_Work instructions_:
With the pictures omitted, write out the entries that follow exactly as they stand.

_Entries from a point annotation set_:
[start]
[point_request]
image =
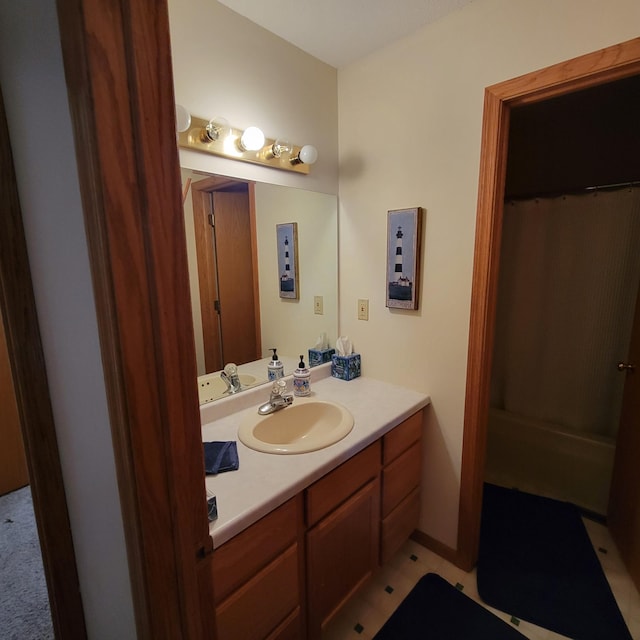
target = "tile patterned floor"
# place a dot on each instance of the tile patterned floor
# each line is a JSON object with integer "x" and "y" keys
{"x": 367, "y": 612}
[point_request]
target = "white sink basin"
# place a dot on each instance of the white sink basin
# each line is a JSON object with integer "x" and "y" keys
{"x": 306, "y": 425}
{"x": 212, "y": 387}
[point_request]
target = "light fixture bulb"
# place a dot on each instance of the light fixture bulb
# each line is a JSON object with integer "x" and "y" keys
{"x": 252, "y": 139}
{"x": 307, "y": 155}
{"x": 281, "y": 147}
{"x": 216, "y": 128}
{"x": 183, "y": 118}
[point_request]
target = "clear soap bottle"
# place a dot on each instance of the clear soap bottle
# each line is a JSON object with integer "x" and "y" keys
{"x": 275, "y": 368}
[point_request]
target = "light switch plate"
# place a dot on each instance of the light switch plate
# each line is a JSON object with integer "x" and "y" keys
{"x": 363, "y": 309}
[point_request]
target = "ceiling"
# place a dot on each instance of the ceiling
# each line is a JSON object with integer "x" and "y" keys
{"x": 341, "y": 31}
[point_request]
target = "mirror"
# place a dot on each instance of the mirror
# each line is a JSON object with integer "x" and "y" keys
{"x": 235, "y": 223}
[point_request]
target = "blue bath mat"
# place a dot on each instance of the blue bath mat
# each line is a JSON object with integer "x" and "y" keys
{"x": 536, "y": 562}
{"x": 435, "y": 610}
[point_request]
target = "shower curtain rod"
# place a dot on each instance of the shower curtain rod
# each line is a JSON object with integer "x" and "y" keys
{"x": 577, "y": 191}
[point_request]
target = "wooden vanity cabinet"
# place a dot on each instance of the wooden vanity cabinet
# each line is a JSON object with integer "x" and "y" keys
{"x": 258, "y": 578}
{"x": 286, "y": 576}
{"x": 343, "y": 518}
{"x": 402, "y": 464}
[end]
_The reply_:
[point_request]
image =
target = "tile patterned floor"
# place a dot on each instance of the tile patterned floor
# each line is a JSON object with integer "x" and "y" keys
{"x": 367, "y": 612}
[point_request]
target = "white sink basin"
# place a dot on each instance of the white sink basin
# each line is a JSON object with integer "x" and "y" keys
{"x": 306, "y": 425}
{"x": 212, "y": 387}
[point_request]
target = "light fixture bulb"
# place a dot on each instance of the light fixture bulb
# each line is a JSON object with integer "x" and "y" keys
{"x": 252, "y": 139}
{"x": 307, "y": 155}
{"x": 281, "y": 147}
{"x": 216, "y": 128}
{"x": 183, "y": 118}
[point_request]
target = "clear soap bottle"
# place a dot on each instance of the clear soap bottle
# each line is a JSON object with integer "x" and "y" keys
{"x": 275, "y": 368}
[point_request]
target = "light switch plate"
# place a dot on each instance of the light switch plate
# each line is a JSON object with integer "x" and "y" keys
{"x": 363, "y": 309}
[point_request]
target = "ceiling"
# place a dot on each instance of the ceiling
# each line is a JSON object with integer "x" and "y" keys
{"x": 341, "y": 31}
[point_request]
target = "mirror"
# place a dot on each instance of the mirror
# each line is a JSON object with integer "x" and "y" keys
{"x": 235, "y": 223}
[point_request]
target = "blue bath mat"
# place a dot on each instance of the blue bath mat
# each line is a JSON object with integer "x" and "y" keys
{"x": 536, "y": 562}
{"x": 435, "y": 610}
[point_request]
target = "shower curtain rod"
# place a dot on each instance of the shower curtain rod
# each line is a JSON object with integer "x" and "y" keys
{"x": 577, "y": 191}
[point_request]
target = "wooden vanity cabinet"
# place a dot on each instance of the wooden vanity cabinet
# each line is a JSON object with integer "x" and "y" keys
{"x": 258, "y": 578}
{"x": 286, "y": 576}
{"x": 343, "y": 518}
{"x": 402, "y": 464}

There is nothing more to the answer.